▶ [Given problem]: You are to retype all of the data exactly as it appears.

(Stored data entries)

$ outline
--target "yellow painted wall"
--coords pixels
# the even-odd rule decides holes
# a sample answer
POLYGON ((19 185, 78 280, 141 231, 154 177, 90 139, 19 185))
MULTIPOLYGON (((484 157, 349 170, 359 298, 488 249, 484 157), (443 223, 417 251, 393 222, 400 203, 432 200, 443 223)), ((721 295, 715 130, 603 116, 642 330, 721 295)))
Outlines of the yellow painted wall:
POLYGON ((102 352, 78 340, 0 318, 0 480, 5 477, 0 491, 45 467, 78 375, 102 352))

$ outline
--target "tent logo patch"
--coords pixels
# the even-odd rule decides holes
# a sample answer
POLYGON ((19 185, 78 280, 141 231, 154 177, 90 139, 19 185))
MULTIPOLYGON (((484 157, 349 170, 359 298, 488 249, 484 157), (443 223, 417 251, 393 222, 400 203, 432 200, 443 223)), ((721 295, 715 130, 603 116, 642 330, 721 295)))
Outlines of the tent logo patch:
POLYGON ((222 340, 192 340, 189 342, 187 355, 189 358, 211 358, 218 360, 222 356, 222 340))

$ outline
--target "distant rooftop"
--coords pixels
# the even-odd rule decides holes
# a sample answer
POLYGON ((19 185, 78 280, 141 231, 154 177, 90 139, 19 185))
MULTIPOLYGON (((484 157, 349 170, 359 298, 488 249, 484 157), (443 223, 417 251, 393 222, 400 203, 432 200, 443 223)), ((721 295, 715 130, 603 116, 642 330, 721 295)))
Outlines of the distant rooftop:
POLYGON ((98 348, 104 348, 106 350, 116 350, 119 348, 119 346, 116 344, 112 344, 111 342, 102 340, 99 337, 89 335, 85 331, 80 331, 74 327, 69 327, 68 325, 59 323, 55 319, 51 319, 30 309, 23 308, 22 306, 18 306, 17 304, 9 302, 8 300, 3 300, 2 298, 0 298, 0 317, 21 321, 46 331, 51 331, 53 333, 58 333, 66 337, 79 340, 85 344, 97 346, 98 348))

▶ [Solution for this problem]:
$ outline
--target "yellow painted wall"
--coords pixels
# the even-odd rule decides holes
# a sample answer
POLYGON ((19 185, 78 280, 141 231, 154 177, 90 139, 19 185))
MULTIPOLYGON (((484 157, 349 170, 359 298, 488 249, 484 157), (443 223, 417 251, 393 222, 400 203, 432 200, 443 223)), ((721 295, 715 130, 603 116, 642 330, 721 295)))
Outlines of the yellow painted wall:
POLYGON ((102 352, 78 340, 0 318, 0 480, 5 477, 0 491, 45 467, 78 375, 102 352))

$ outline
--target "tent logo patch"
--coords pixels
# the even-odd rule decides holes
# a sample answer
POLYGON ((19 185, 78 280, 141 231, 154 177, 90 139, 19 185))
MULTIPOLYGON (((484 157, 349 170, 359 298, 488 249, 484 157), (443 223, 417 251, 393 222, 400 203, 432 200, 443 223)), ((721 295, 715 130, 603 116, 642 330, 721 295)))
Outlines of the tent logo patch:
POLYGON ((222 340, 192 340, 189 342, 187 355, 189 358, 211 358, 218 360, 222 356, 222 340))

$ outline
--target "distant rooftop"
--coords pixels
# the even-odd rule decides holes
# a sample answer
POLYGON ((19 185, 78 280, 141 231, 154 177, 90 139, 19 185))
MULTIPOLYGON (((484 157, 349 170, 359 298, 488 249, 484 157), (443 223, 417 251, 393 222, 400 203, 432 200, 443 223)), ((721 295, 715 130, 603 116, 642 330, 721 295)))
Outlines of the distant rooftop:
POLYGON ((98 348, 104 348, 106 350, 116 350, 119 348, 119 346, 116 344, 112 344, 111 342, 102 340, 99 337, 89 335, 85 331, 80 331, 74 327, 69 327, 68 325, 59 323, 55 319, 51 319, 30 309, 23 308, 22 306, 18 306, 17 304, 9 302, 8 300, 3 300, 2 298, 0 298, 0 317, 21 321, 46 331, 51 331, 53 333, 58 333, 66 337, 79 340, 85 344, 97 346, 98 348))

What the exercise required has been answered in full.